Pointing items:

────

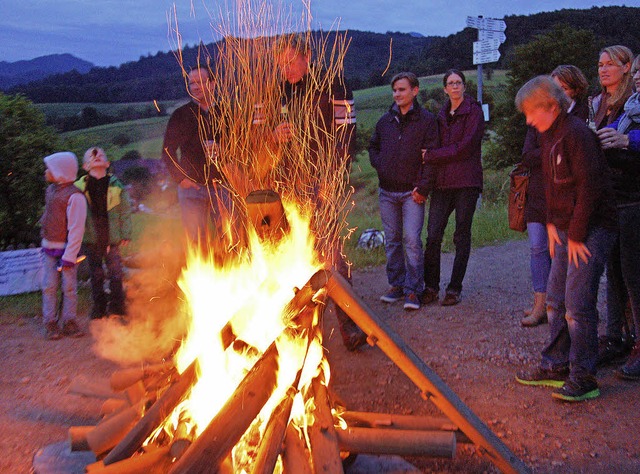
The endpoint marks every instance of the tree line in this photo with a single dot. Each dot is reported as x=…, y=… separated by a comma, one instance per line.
x=368, y=61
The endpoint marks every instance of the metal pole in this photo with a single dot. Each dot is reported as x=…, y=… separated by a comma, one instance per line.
x=479, y=72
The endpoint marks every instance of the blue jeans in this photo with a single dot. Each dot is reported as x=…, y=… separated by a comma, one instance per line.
x=67, y=280
x=204, y=210
x=113, y=262
x=540, y=260
x=402, y=220
x=572, y=295
x=443, y=203
x=623, y=272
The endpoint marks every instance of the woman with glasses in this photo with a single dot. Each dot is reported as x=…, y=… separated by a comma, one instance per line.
x=580, y=225
x=575, y=85
x=457, y=170
x=614, y=73
x=621, y=144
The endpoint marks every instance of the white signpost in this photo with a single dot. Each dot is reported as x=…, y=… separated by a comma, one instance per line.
x=20, y=271
x=485, y=50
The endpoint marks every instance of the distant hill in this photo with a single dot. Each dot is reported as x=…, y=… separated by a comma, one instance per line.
x=23, y=72
x=157, y=76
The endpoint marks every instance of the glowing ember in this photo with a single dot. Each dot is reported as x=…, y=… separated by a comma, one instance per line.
x=250, y=296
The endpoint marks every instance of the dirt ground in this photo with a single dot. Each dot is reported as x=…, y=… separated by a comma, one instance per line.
x=476, y=347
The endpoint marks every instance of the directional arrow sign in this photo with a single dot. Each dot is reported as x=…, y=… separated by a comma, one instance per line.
x=486, y=57
x=486, y=23
x=485, y=45
x=487, y=34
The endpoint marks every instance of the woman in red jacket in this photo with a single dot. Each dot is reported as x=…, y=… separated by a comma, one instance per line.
x=457, y=169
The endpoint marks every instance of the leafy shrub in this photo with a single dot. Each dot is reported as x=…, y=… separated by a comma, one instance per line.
x=131, y=155
x=121, y=139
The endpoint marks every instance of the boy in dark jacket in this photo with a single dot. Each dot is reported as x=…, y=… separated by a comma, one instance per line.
x=108, y=227
x=62, y=228
x=581, y=228
x=396, y=152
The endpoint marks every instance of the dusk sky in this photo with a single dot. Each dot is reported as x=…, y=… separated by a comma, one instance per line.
x=111, y=32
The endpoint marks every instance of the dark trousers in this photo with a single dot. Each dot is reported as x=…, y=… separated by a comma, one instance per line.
x=115, y=300
x=623, y=274
x=443, y=203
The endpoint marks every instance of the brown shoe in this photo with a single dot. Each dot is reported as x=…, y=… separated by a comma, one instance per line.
x=52, y=331
x=538, y=314
x=451, y=299
x=71, y=329
x=428, y=296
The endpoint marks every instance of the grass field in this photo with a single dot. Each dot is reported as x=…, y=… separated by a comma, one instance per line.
x=75, y=108
x=490, y=223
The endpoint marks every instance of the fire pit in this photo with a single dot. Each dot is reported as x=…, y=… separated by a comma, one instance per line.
x=246, y=391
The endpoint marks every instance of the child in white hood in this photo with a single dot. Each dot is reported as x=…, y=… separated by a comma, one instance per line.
x=62, y=228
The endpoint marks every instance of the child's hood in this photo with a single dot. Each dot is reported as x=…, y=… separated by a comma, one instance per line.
x=63, y=166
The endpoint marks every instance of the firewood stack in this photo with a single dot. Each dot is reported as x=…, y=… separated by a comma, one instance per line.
x=139, y=400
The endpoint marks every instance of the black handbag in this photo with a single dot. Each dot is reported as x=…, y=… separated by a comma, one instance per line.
x=518, y=184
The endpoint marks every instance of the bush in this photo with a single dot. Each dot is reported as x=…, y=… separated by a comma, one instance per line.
x=121, y=139
x=24, y=141
x=131, y=155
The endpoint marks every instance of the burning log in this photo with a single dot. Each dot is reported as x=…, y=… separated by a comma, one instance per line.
x=271, y=443
x=109, y=433
x=78, y=438
x=113, y=405
x=135, y=392
x=157, y=460
x=431, y=386
x=266, y=213
x=356, y=419
x=92, y=388
x=124, y=378
x=227, y=427
x=325, y=451
x=152, y=419
x=399, y=442
x=295, y=456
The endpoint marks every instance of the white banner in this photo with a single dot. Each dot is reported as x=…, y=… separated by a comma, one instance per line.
x=20, y=271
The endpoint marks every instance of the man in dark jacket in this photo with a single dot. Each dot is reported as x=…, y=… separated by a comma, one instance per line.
x=581, y=229
x=317, y=124
x=395, y=150
x=202, y=196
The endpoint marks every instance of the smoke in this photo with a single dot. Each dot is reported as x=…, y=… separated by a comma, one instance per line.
x=155, y=321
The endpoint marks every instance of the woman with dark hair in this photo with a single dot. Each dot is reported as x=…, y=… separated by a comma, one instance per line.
x=574, y=84
x=457, y=170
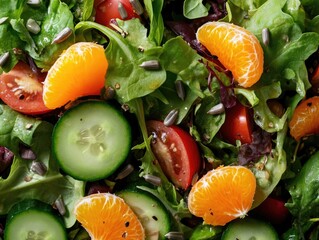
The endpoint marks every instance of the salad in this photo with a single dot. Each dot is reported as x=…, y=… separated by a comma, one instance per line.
x=130, y=118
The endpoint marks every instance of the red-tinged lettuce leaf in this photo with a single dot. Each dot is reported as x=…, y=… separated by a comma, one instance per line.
x=21, y=182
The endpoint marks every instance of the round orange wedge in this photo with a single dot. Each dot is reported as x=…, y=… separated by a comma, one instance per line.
x=236, y=48
x=223, y=194
x=79, y=71
x=107, y=216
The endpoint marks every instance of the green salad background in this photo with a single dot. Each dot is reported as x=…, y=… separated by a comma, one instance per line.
x=294, y=38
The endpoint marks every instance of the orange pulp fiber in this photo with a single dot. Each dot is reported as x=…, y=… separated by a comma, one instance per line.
x=236, y=48
x=106, y=216
x=79, y=71
x=223, y=194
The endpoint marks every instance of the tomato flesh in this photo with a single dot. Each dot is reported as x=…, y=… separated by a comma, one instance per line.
x=21, y=89
x=238, y=125
x=106, y=11
x=273, y=210
x=176, y=152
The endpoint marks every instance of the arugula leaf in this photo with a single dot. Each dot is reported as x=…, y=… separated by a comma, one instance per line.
x=154, y=10
x=179, y=58
x=263, y=116
x=269, y=169
x=14, y=34
x=304, y=202
x=161, y=102
x=194, y=9
x=22, y=183
x=124, y=73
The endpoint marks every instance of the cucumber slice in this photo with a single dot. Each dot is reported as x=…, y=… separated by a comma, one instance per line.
x=250, y=228
x=33, y=219
x=150, y=211
x=91, y=140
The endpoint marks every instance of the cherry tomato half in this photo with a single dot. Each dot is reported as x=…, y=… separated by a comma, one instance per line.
x=238, y=125
x=176, y=152
x=21, y=89
x=106, y=10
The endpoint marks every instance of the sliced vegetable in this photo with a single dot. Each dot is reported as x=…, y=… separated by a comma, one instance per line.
x=91, y=140
x=176, y=152
x=249, y=228
x=33, y=219
x=151, y=212
x=21, y=89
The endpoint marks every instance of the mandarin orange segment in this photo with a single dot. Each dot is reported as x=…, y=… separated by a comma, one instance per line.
x=223, y=194
x=304, y=121
x=236, y=48
x=106, y=216
x=79, y=71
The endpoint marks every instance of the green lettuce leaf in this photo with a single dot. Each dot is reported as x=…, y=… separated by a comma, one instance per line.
x=21, y=182
x=154, y=10
x=124, y=73
x=194, y=9
x=52, y=17
x=304, y=202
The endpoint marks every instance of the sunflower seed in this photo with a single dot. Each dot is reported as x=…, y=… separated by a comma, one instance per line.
x=38, y=168
x=265, y=35
x=137, y=6
x=150, y=65
x=33, y=26
x=4, y=58
x=180, y=89
x=63, y=35
x=175, y=235
x=3, y=19
x=60, y=206
x=217, y=109
x=171, y=117
x=122, y=10
x=156, y=181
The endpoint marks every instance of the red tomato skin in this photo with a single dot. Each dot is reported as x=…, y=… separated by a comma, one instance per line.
x=238, y=125
x=273, y=210
x=32, y=105
x=107, y=10
x=176, y=152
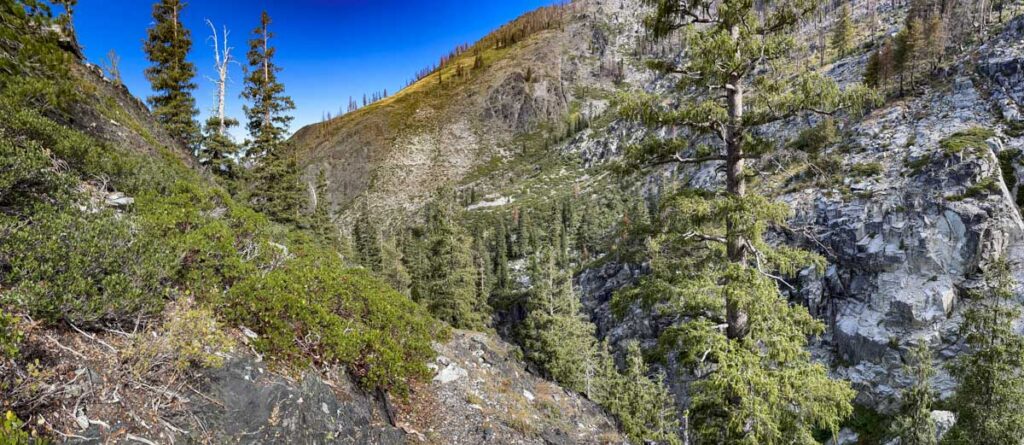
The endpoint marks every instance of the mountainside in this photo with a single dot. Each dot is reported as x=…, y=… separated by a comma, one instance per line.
x=909, y=205
x=141, y=303
x=393, y=153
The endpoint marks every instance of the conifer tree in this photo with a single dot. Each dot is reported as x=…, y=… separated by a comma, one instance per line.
x=276, y=189
x=502, y=276
x=643, y=406
x=914, y=425
x=445, y=279
x=843, y=33
x=392, y=269
x=989, y=375
x=712, y=264
x=321, y=220
x=368, y=241
x=267, y=113
x=555, y=335
x=275, y=186
x=171, y=75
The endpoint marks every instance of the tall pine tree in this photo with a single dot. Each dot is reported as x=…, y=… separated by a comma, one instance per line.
x=275, y=187
x=713, y=266
x=991, y=383
x=172, y=75
x=267, y=113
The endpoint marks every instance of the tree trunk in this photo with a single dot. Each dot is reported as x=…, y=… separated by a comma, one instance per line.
x=736, y=318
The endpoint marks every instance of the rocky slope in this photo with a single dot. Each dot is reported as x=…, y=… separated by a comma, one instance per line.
x=395, y=152
x=111, y=384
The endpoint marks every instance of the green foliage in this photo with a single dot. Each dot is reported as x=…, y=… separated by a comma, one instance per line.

────

Exercise task
Copy out the lines starting at the one containing "The endpoint marks every instance of the woman in" and ending at the one containing "x=457, y=169", both included, without altering them.

Problem solution
The endpoint marks every instance of the woman in red jacket in this photo with a single dot. Each dot is reported as x=…, y=… separated by a comma, one instance per line.
x=457, y=169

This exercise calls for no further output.